───── Text passage ─────

NORTH OGDEN — The rugged North Ogden Divide area is covered with snow this time of year, making any meaningful search for a missing person difficult and dangerous.

But even though they can’t search in force at the moment, loved ones, friends and volunteers keenly hope to find Shelby Campbell, 29, of Roy, who went missing Sept. 8.

“As soon as the weather clears, you bet I’ll be up there,” said Andre Erebia, of Clearfield, Campbell’s boyfriend. “We need that closure. We can’t live this for the rest of our lives, wondering.”

Erebia also has an additional concern. He said he’s disappointed by the effort put forth by the Weber County Sheriff’s Office to find Campbell.

The Sheriff’s Office, which directs the efforts of the county’s volunteer search and rescue team, conducted a full-scale search for more than four days, but then scaled it back.

Hundreds of amateur searchers then stepped in, helped by a Facebook group of more than 5,000 members devoted to sharing information about the search.

“We feel let down by the sheriff’s department,” Erebia said in an interview Thursday. “We feel like they just walked away from this; we didn’t get the full search effort” after the first several days.

Campbell’s car was found at the trailhead, and authorities said they found an apparent suicide note.

Erebia complained that it took weeks for authorities to obtain “ping” information from Campbell’s phone. The data put her phone on the mountain.

“It doesn’t sit well with me that people are going up and disappearing, and they let the mountain claim them and that’s it,” Erebia said.

Erebia said he did not fault search and rescue team members, and he said he and Campbell’s relatives appreciate their efforts and those of the waves of community searchers.

Lt. Cortney Ryan, Sheriff’s Office spokesperson, said the agency is satisfied with the effort it expended in the search, but he understands frustration among Campbell’s friends and relatives.

─────

* Given instruction:
Continue the news story about the search for Shelby Campbell, picking up after its final paragraph.

───── Supplied material ─────

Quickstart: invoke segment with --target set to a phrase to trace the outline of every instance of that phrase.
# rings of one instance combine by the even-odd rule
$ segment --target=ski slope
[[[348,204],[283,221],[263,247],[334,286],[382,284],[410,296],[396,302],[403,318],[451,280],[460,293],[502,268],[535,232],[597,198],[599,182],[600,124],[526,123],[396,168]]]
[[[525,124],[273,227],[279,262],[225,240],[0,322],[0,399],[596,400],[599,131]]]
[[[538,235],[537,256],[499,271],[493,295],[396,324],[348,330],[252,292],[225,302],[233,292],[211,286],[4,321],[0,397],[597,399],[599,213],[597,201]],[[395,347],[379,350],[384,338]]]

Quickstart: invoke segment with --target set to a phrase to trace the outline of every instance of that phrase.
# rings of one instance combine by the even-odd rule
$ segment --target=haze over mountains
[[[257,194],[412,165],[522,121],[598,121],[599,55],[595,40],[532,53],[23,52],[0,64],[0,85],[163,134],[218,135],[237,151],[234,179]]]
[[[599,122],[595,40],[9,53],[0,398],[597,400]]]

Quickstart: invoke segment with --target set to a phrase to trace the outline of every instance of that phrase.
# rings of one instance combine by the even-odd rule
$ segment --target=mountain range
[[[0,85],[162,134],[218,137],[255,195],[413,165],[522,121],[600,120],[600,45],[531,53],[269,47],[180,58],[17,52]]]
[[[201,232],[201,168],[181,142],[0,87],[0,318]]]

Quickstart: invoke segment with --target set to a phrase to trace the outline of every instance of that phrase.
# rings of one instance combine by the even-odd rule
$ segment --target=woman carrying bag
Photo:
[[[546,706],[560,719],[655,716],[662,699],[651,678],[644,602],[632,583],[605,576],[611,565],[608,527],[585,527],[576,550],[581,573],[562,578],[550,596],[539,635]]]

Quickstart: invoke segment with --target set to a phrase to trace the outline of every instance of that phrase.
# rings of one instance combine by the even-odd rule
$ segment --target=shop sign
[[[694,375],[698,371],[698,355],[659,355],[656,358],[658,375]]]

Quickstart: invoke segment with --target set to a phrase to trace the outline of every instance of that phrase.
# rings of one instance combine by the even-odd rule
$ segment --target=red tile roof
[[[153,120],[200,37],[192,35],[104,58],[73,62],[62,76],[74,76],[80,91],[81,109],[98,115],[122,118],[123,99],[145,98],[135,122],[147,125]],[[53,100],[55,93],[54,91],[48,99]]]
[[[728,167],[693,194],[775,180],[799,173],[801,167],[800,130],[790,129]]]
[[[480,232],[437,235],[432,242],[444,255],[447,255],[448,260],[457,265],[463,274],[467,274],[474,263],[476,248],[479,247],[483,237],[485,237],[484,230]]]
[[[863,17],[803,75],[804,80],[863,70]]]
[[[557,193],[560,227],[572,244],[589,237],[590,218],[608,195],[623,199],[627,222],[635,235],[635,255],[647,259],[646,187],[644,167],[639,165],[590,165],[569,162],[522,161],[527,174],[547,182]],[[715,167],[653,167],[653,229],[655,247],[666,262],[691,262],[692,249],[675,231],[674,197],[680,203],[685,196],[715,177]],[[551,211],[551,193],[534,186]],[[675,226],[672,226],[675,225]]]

─────

* Reply:
“We’ve exhausted all of our leads,” Ryan said Friday. “We put in hundreds of hours, used helicopters, drones, cellphone data.”

He said searches are reduced “when we feel like we have covered an area the best we can do.”

“There’s some thick oak brush up there,” Ryan said. “It’s such a large, vast area. To actually cover that ground by foot, that whole area that she could possibly be in, is near impossible.”

He said the case remains open and any new information will be pursued.

“We will try to scrape up anything we can,” he said. “We’re talking about a human life.”

Of Erebia’s comments, Ryan said, “We definitely understand where they are coming from and their frustration. I couldn’t fathom having a loved one here one minute and the next vanished, and the stress and anguish that would cause.”

Ryan said the Sheriff’s Office is confident, though, it has done an excellent job in the investigation toward finding Campbell.

Erebia insisted that more can and should have been done.

“I’m not trying to come at these guys, but I feel it’s been five months, and we are not trained pros, we don’t have access to cadaver dogs, drones, helicopters,” Erebia said. “We’ve been hitting this alone and with hundreds of volunteers, but they left it up to us.”

Ryan said anyone with information about the search for Campbell should call the sheriff’s investigations unit at 801-778-6631.